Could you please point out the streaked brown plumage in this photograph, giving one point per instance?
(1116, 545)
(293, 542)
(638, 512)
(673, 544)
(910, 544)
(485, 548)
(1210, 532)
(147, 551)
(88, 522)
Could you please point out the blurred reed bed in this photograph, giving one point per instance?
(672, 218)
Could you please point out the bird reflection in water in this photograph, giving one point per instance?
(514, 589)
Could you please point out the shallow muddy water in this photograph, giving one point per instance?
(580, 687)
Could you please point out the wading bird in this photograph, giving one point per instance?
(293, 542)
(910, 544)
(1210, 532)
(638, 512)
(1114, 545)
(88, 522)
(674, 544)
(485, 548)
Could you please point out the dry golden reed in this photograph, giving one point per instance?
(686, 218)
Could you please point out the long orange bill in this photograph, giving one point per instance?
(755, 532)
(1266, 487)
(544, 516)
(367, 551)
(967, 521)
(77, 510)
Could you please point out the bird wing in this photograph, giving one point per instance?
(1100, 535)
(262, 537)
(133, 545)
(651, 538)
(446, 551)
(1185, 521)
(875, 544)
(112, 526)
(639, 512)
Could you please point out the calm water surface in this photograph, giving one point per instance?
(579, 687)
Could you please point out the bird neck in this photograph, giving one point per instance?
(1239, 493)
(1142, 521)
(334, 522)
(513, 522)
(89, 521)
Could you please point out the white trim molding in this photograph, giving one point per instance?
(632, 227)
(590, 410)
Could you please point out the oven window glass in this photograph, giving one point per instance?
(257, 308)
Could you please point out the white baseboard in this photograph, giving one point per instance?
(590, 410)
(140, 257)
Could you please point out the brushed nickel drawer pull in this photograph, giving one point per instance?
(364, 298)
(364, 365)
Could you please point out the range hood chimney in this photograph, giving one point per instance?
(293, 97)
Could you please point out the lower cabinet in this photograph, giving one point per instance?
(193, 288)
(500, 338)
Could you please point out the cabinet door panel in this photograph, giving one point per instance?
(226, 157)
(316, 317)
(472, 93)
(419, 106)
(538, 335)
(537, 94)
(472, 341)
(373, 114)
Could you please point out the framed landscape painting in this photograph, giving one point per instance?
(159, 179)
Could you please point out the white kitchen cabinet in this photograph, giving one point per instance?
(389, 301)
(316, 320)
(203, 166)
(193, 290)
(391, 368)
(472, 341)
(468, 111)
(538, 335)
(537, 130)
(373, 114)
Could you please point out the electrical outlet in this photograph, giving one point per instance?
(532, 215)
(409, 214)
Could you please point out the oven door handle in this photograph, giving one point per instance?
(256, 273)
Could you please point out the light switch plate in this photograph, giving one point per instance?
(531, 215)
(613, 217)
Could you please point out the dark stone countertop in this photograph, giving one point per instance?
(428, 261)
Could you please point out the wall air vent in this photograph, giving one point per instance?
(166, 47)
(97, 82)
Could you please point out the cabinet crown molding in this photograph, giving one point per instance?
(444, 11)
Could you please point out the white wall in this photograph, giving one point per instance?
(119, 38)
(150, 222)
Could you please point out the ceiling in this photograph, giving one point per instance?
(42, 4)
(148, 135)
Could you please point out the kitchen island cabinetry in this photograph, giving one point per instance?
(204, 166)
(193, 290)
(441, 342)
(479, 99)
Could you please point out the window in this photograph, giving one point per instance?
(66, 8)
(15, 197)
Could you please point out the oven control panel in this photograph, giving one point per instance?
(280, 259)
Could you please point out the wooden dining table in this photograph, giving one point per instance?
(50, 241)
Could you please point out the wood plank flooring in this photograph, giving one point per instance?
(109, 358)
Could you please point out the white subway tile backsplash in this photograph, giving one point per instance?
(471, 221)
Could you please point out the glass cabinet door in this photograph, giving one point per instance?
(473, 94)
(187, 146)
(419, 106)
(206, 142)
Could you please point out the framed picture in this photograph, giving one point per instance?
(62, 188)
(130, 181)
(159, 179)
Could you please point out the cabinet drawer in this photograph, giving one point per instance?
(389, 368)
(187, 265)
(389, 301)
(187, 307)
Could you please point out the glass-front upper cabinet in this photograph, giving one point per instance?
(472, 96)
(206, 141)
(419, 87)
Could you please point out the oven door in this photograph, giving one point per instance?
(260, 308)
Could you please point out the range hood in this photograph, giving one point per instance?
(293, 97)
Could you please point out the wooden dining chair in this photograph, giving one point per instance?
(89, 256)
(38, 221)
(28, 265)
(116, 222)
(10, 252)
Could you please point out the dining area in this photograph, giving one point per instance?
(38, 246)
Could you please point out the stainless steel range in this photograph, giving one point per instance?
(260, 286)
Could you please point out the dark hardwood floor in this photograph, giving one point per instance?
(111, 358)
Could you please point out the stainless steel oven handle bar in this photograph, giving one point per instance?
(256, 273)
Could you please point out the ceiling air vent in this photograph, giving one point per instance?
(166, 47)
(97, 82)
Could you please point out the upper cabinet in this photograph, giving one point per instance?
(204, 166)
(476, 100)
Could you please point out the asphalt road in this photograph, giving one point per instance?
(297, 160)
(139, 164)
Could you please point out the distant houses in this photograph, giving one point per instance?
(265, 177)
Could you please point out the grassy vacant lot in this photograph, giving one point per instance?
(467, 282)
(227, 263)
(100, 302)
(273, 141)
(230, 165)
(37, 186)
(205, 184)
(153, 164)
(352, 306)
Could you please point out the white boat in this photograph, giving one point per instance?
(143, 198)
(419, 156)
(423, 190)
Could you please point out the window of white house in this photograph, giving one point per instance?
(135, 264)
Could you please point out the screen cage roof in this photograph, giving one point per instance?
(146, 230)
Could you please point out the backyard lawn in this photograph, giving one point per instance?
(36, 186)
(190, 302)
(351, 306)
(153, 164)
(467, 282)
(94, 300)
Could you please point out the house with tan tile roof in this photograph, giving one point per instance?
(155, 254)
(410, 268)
----
= THE REQUEST =
Swap "Could you please point out" for "Would you mark" everywhere in the listing above, and give all its lines again with nothing else changed.

= SOLUTION TO THIS TASK =
Would you mark the streaked brown plumage in this photograph, giving one point per instance?
(1116, 545)
(293, 542)
(638, 512)
(673, 544)
(910, 544)
(485, 548)
(1210, 532)
(147, 551)
(88, 522)
Would you mark the blurred reed bed in this photograph, giving one point per instance?
(672, 218)
Would you mark the bird reflection in water in this photograph, giving one point per instance?
(514, 589)
Would you mark the shallow muddy water in this photograph, giving one point per instance?
(580, 687)
Would you mark the wading bird in this photograph, giving one point per instance?
(293, 542)
(910, 544)
(1210, 532)
(638, 512)
(1114, 545)
(88, 522)
(674, 544)
(485, 548)
Would you mark the dry golden reed in this photograph, giving one point per instance?
(686, 218)
Would you mark the long orange bill in this photograph, giving one point per instance?
(755, 532)
(1266, 487)
(544, 516)
(367, 551)
(967, 521)
(77, 510)
Would you mark the bird wing in this photograph, giving one point per instance?
(1100, 535)
(262, 537)
(133, 545)
(651, 538)
(446, 551)
(1185, 521)
(875, 544)
(112, 526)
(639, 512)
Would you mark the calm water surface in this photograph, giving one point per instance?
(579, 687)
Would you mark the bird neck in this photograph, giving one point per instance?
(1239, 493)
(1142, 521)
(334, 522)
(513, 522)
(89, 521)
Would you mark the white trim molding in this photograph, giving one point per instance?
(632, 227)
(590, 410)
Would you mark the oven window glass in this photograph, giving one point per instance?
(257, 308)
Would you mark the white baseboard in this photograph, giving one point per instance?
(590, 410)
(140, 257)
Would you mark the brushed nickel drawer pull in this photograph, giving one point per instance?
(364, 298)
(364, 365)
Would you mark the range hood chimney in this photograph, giving one point per instance?
(293, 97)
Would you mark the lower cabinet in this photograph, giving one point per instance?
(193, 288)
(500, 338)
Would you mark the cabinet door panel in this photograph, giving one point per instance?
(226, 157)
(316, 317)
(472, 93)
(419, 106)
(538, 335)
(537, 94)
(472, 341)
(373, 114)
Would you mark the framed landscape painting in this photograph, giving one point per instance?
(159, 179)
Would you mark the white kitchen cabinet in this photograph, giving one point per instance?
(389, 301)
(316, 320)
(203, 166)
(193, 290)
(391, 368)
(472, 341)
(468, 111)
(538, 335)
(537, 130)
(373, 114)
Would you mark the electrical outlet in this photograph, giving one point per instance?
(532, 215)
(409, 214)
Would you mark the oven door handle in this photograph, giving one point per instance?
(256, 273)
Would you mark the light switch plate in this photograph, giving one point per instance?
(531, 215)
(613, 217)
Would you mark the dark stone countertop in this photograph, giving one point per instance?
(428, 261)
Would you mark the wall air vent in this photograph, giving one point per instance?
(166, 47)
(97, 82)
Would you mark the cabinet crown molding in this photograph, giving one point per instance?
(444, 11)
Would you mark the white wall in this photograph, giving one point per instance?
(119, 38)
(150, 222)
Would you mark the ceiling in this photograph, giving one point per instance?
(42, 4)
(148, 135)
Would you mark the kitchen island cabinetry in this photograph, giving one point per instance?
(204, 166)
(193, 290)
(441, 342)
(479, 99)
Would you mark the window in this photograph, giving one point per instance?
(66, 8)
(15, 197)
Would you mark the oven control panel in this photograph, giving one point per instance?
(280, 259)
Would you mark the wooden dining table in this photograph, giving one point per instance?
(50, 241)
Would you mark the wood plank flooring in this photograph, giving one point per instance?
(109, 358)
Would you mark the white subway tile backsplash in this photograph, giving one point per instance?
(471, 221)
Would you mark the glass cabinet door in this photograph, giving one point per instance?
(473, 94)
(187, 146)
(419, 106)
(206, 142)
Would you mark the framed picture in this photograph, giving one point per instance?
(62, 188)
(130, 181)
(159, 179)
Would you mark the cabinet drawer in this photograph, giving one point per instance?
(389, 368)
(187, 265)
(389, 301)
(187, 307)
Would you mark the glass-front upper cabinet in this photograph, giving one point per instance?
(472, 96)
(206, 141)
(419, 87)
Would you mark the oven door in this photograph, giving one point per instance?
(260, 308)
Would you mark the range hood in this photograph, giving one point per instance?
(293, 97)
Would you mark the wooden dining chair in this photograph, giving one point per instance?
(89, 256)
(38, 221)
(28, 265)
(116, 222)
(10, 252)
Would you mark the dining area in this photograph, giving one point per instance?
(38, 246)
Would you mark the stainless steel range in this photograph, giving one point per instance?
(260, 286)
Would you mark the dark hardwood floor in this photograph, giving one point per instance?
(111, 358)
Would you mark the stainless steel oven handle bar in this photograph, giving one point per instance?
(256, 273)
Would you mark the ceiling air vent in this photograph, giving one point per instance?
(166, 47)
(97, 82)
Would you mark the upper cabinet in this photograph, giving one point per instance?
(204, 166)
(476, 100)
Would you mark the asphalt road in this photograph, giving one point per instance?
(297, 160)
(139, 164)
Would you mark the distant houses in this photograph, giving one point per instance?
(265, 177)
Would you mark the grassy vacant lot in this photograph, giving one point per instance?
(467, 282)
(227, 263)
(100, 302)
(273, 141)
(230, 165)
(37, 186)
(205, 184)
(153, 164)
(352, 306)
Would you mark the white boat in this photograph, giving one point per instance?
(143, 198)
(419, 156)
(423, 190)
Would you mark the window of white house in this photograph, giving one point per instance?
(135, 264)
Would you mark the screen cage roof in this photograph, giving one point per instance?
(146, 230)
Would you mark the backyard lawn in this photograph, giving one point per instance?
(36, 186)
(190, 302)
(351, 306)
(153, 164)
(467, 282)
(94, 300)
Would you mark the house with tan tile roof in this photograph, giving one point per instance?
(155, 254)
(410, 268)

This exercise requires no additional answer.